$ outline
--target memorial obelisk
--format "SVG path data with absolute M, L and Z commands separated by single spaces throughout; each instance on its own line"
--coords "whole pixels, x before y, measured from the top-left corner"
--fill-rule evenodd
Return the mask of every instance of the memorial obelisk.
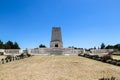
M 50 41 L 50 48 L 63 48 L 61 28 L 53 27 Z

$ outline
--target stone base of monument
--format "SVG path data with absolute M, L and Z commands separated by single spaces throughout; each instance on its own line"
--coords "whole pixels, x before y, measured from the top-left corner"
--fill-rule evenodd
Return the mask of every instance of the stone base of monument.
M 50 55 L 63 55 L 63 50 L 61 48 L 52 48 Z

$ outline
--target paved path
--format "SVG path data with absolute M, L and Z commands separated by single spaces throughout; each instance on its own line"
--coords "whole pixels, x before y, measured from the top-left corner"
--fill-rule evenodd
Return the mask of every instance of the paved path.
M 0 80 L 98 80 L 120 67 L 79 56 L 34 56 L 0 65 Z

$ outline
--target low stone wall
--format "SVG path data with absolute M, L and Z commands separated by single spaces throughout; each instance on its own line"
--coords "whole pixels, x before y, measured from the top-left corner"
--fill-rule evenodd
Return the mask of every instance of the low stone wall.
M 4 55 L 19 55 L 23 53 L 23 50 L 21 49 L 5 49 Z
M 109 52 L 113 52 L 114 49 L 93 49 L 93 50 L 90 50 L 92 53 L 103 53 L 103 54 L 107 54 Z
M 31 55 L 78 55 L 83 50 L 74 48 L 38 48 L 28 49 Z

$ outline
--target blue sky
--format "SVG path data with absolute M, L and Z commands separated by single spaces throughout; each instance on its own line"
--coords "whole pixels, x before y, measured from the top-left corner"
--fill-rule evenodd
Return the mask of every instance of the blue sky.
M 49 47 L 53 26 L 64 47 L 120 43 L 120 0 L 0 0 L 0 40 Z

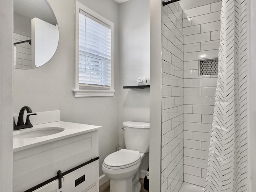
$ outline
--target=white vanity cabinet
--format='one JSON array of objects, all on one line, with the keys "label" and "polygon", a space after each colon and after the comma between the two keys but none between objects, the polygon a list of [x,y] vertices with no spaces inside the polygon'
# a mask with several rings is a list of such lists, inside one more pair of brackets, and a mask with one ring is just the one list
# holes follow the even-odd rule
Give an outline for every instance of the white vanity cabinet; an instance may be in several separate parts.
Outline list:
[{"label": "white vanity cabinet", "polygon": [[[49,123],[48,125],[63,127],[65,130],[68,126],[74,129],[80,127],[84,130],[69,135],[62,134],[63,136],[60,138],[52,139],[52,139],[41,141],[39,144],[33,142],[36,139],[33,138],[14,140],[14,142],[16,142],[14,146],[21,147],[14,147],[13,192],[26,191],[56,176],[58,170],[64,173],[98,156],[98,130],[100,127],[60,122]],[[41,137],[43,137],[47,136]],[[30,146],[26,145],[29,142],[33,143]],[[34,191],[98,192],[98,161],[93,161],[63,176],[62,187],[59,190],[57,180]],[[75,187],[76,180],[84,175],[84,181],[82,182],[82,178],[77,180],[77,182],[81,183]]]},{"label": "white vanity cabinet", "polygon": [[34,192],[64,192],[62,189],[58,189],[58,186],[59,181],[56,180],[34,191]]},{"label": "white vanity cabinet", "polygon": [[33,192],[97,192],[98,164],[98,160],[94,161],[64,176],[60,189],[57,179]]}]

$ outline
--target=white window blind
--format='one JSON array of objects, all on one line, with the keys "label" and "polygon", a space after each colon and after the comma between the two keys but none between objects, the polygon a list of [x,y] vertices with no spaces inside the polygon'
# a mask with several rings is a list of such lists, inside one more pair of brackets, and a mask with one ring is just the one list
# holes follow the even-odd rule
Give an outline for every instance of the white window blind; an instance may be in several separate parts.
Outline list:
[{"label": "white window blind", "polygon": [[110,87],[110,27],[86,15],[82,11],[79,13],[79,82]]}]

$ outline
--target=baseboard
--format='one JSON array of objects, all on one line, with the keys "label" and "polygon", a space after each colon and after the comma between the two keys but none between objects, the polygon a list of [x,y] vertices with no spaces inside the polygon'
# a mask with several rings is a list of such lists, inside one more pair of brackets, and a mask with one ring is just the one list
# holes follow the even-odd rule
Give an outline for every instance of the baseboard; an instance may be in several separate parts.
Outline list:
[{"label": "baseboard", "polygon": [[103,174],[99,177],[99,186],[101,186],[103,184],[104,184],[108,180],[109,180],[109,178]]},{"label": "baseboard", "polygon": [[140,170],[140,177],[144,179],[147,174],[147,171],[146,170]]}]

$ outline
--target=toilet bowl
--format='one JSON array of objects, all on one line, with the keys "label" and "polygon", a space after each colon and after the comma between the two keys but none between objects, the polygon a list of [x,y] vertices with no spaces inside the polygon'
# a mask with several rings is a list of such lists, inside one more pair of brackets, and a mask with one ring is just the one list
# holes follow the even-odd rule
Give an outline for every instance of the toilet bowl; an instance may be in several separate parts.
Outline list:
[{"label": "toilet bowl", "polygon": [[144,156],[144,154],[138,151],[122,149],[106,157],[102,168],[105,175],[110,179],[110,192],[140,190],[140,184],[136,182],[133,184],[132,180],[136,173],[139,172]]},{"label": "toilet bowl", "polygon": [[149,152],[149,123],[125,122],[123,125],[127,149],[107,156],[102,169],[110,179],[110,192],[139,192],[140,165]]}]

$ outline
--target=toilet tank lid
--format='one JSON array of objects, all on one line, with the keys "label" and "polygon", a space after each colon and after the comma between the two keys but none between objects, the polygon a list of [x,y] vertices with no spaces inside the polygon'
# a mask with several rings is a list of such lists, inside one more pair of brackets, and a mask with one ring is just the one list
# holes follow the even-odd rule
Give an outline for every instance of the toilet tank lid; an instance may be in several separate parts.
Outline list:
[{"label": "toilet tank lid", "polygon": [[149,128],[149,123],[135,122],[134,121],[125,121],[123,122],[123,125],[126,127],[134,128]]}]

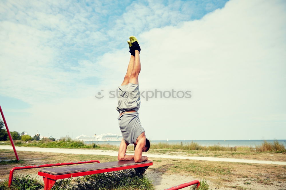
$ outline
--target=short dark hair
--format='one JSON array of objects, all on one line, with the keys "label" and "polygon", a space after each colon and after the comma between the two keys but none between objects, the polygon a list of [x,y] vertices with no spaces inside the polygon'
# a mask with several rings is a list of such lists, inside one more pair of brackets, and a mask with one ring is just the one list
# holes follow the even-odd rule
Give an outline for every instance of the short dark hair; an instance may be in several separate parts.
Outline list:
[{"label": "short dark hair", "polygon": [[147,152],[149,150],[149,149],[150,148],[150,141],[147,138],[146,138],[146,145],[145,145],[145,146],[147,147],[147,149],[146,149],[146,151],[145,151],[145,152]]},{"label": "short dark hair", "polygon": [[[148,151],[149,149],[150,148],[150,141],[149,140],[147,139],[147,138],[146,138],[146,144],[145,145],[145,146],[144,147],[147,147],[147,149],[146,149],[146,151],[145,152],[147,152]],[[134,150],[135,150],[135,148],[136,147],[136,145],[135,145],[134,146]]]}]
--
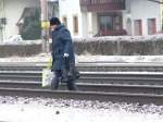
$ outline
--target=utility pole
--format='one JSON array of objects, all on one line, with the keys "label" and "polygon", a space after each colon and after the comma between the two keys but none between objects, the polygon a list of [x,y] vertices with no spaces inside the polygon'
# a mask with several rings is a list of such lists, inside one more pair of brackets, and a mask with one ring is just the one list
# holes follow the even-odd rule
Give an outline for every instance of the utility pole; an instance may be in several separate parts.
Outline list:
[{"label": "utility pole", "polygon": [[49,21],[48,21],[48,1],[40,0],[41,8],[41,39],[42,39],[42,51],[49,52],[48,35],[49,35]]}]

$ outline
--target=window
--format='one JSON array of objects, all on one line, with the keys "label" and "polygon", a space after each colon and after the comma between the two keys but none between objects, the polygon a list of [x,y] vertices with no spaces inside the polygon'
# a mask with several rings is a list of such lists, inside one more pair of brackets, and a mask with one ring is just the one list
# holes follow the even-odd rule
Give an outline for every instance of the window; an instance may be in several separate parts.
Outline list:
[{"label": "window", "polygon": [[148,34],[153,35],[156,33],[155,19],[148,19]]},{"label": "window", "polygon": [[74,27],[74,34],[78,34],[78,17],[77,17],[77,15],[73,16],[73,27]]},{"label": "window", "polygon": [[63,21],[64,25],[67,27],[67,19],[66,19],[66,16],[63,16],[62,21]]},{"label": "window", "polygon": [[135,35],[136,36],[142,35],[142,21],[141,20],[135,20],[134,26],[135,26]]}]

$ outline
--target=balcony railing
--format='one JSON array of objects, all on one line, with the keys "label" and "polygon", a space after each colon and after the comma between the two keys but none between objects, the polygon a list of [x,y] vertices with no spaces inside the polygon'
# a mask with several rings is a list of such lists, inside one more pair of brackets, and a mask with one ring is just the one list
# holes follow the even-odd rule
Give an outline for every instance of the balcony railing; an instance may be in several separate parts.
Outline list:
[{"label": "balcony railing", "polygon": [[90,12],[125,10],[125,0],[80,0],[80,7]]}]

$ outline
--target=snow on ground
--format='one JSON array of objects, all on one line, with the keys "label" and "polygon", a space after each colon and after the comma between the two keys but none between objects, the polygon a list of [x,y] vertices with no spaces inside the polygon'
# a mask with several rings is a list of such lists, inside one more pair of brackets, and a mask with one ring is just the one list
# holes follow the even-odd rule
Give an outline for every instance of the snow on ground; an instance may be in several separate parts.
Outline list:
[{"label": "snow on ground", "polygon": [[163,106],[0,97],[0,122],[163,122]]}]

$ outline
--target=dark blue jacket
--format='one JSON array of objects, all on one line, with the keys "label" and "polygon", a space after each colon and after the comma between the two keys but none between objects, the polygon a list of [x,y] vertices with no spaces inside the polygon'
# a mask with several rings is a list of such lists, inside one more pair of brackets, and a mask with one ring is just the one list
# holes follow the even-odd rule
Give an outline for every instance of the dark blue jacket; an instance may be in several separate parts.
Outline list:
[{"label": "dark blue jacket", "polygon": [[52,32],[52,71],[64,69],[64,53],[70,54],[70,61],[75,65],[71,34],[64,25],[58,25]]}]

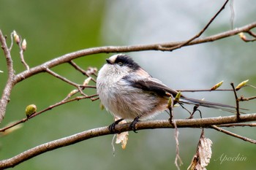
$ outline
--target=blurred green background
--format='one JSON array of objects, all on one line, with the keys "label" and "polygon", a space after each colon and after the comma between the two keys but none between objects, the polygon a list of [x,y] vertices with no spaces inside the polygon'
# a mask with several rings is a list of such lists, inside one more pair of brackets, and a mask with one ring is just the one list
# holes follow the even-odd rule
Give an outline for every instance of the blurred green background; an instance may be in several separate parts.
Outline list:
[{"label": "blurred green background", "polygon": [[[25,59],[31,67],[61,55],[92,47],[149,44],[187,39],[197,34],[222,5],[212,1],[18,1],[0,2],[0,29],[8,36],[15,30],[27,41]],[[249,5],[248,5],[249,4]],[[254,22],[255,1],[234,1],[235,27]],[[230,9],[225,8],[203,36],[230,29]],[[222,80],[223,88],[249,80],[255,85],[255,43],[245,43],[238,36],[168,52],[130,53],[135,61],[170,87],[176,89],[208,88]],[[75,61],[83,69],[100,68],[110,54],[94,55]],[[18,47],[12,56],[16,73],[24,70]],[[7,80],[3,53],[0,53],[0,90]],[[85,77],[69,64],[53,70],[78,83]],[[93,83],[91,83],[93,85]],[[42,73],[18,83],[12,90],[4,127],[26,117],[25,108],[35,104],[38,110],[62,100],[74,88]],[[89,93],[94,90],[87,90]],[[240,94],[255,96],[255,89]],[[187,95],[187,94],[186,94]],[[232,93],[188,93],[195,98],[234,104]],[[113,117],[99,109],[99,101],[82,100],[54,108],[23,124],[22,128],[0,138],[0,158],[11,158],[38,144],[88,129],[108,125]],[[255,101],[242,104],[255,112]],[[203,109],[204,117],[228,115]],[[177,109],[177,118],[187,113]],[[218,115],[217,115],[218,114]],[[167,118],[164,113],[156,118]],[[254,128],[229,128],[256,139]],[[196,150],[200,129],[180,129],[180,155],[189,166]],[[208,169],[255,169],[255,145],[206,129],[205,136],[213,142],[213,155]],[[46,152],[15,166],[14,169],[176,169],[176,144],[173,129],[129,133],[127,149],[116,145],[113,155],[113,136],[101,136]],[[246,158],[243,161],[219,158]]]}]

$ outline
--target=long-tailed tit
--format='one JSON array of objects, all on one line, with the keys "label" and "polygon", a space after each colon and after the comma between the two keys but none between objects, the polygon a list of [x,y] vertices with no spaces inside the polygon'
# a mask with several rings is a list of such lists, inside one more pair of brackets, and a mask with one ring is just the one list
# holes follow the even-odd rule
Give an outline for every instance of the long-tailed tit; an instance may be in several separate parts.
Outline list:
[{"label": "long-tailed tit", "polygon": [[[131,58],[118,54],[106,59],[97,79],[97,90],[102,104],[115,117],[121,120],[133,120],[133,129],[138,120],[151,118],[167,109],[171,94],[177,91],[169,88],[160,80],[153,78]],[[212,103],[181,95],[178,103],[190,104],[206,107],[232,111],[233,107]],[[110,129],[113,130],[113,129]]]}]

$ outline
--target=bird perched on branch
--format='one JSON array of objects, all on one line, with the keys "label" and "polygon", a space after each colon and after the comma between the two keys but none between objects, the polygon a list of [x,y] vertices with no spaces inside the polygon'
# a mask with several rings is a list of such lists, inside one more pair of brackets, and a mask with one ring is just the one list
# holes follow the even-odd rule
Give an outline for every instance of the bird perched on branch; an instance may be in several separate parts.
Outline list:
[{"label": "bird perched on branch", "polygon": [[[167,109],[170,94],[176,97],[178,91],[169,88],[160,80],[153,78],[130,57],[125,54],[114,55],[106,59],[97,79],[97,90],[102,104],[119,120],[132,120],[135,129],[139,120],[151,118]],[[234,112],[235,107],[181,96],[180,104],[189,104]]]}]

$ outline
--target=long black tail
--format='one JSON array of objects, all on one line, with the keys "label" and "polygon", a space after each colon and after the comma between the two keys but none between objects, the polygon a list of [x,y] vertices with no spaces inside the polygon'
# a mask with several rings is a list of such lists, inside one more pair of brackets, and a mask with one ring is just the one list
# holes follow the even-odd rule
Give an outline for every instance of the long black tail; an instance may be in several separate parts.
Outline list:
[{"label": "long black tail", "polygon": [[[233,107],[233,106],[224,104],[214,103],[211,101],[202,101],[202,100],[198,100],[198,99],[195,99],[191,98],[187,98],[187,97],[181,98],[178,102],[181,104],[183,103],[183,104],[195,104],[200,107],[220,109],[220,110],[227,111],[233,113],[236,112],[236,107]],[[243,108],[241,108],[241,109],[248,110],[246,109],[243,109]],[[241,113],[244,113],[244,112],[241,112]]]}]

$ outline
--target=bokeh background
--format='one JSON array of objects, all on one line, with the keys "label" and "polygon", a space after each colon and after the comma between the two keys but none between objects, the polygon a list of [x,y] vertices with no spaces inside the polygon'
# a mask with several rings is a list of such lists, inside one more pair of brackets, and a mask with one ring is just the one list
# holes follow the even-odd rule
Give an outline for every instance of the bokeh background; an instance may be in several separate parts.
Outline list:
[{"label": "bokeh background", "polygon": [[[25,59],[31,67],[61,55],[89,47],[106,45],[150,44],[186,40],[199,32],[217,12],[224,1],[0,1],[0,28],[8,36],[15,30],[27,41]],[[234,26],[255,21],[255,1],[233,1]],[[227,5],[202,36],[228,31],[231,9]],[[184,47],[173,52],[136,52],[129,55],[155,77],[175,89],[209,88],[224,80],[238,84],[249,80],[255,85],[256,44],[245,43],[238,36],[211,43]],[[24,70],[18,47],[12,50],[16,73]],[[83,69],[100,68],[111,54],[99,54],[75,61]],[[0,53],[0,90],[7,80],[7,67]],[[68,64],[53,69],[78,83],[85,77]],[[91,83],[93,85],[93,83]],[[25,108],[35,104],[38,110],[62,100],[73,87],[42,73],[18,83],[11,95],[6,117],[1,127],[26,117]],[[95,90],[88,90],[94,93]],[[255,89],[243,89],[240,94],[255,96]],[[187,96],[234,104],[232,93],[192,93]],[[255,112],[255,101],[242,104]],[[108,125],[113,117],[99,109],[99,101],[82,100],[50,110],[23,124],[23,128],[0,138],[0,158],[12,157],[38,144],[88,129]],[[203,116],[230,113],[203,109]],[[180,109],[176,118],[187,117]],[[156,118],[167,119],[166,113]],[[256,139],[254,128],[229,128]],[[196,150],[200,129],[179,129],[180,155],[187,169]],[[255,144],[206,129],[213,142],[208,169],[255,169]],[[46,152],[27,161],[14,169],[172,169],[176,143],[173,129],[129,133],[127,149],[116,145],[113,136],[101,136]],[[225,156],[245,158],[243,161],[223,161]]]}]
==
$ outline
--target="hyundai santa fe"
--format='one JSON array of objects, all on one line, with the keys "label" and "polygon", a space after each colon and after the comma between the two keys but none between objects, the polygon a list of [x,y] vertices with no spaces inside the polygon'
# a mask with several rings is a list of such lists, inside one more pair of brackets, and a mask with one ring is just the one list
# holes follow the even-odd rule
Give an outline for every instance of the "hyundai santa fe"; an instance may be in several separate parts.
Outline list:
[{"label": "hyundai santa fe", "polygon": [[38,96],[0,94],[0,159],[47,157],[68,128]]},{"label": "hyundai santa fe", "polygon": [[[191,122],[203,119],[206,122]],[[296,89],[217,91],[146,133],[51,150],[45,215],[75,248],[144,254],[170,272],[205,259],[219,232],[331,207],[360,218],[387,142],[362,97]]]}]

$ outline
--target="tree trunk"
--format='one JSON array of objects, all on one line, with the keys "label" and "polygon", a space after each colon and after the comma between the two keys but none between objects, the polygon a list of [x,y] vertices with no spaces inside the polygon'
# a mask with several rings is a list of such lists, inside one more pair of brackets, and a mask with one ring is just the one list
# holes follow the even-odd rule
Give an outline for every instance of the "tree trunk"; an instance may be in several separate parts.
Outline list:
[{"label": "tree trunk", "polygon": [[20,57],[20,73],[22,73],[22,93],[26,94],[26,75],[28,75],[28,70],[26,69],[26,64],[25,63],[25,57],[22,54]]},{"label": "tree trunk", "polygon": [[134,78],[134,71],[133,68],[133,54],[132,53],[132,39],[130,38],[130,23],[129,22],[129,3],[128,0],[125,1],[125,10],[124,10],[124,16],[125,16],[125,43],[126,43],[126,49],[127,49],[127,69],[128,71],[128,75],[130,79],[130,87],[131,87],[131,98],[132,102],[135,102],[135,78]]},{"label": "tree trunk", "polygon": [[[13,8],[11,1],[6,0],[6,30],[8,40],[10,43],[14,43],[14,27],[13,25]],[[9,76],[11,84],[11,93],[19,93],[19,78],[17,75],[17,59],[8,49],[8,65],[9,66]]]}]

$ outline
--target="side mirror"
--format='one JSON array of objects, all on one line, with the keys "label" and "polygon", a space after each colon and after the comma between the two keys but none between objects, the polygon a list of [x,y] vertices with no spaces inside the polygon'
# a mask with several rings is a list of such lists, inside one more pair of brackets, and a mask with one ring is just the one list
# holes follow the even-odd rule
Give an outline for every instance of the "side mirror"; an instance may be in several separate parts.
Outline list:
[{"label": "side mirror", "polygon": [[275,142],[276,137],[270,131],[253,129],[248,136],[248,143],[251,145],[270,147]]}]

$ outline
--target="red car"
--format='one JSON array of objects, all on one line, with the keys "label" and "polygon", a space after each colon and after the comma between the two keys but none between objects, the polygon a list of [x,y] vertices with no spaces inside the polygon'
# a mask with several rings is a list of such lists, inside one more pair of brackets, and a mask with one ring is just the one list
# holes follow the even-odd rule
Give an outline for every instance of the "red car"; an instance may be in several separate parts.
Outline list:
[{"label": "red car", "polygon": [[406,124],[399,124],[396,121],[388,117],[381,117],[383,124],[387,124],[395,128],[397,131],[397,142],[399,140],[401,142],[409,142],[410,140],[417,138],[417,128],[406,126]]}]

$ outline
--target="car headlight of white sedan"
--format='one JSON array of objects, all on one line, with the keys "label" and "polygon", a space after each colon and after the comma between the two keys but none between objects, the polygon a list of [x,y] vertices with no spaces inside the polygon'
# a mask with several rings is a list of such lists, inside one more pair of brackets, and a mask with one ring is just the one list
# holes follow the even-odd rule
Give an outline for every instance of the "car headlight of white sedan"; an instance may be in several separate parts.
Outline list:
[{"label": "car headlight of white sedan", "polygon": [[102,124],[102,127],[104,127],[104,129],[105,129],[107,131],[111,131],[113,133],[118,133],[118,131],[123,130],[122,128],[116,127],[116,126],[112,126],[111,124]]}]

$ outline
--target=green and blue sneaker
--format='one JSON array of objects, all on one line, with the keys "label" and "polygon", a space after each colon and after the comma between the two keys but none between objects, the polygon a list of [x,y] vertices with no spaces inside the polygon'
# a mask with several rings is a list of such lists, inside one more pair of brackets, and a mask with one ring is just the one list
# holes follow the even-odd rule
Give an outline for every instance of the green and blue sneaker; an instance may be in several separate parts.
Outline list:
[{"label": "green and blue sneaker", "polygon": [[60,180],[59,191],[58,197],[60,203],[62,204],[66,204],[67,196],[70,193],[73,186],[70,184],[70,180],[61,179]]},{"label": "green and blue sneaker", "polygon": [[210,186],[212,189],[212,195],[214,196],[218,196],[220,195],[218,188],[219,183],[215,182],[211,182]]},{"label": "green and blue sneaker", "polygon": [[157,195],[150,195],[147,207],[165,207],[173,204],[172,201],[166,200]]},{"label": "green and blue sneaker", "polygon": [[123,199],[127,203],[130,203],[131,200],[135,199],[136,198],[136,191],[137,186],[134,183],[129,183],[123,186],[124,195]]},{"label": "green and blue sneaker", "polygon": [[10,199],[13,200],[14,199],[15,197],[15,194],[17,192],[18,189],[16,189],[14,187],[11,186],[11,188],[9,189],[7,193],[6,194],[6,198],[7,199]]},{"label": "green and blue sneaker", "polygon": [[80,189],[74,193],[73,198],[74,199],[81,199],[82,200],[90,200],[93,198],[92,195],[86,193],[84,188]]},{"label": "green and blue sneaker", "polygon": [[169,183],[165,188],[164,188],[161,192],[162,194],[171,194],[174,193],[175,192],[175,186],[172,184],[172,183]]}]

GIVEN TASK:
Locate each line in the rows above that contains the word "short" and copy every such line in full.

SOLUTION TO THE EXERCISE:
--target=short dark hair
Give an outline for every instance of the short dark hair; an instance may be in several separate parts.
[{"label": "short dark hair", "polygon": [[147,152],[149,150],[149,149],[150,148],[150,141],[147,138],[146,138],[146,145],[145,145],[145,146],[147,147],[147,149],[146,149],[146,151],[145,151],[145,152]]},{"label": "short dark hair", "polygon": [[[148,151],[149,149],[150,148],[150,141],[149,140],[147,139],[147,138],[146,138],[146,144],[145,145],[145,146],[144,147],[147,147],[147,149],[146,149],[146,151],[145,152],[147,152]],[[134,150],[135,150],[135,148],[136,147],[136,145],[135,145],[134,146]]]}]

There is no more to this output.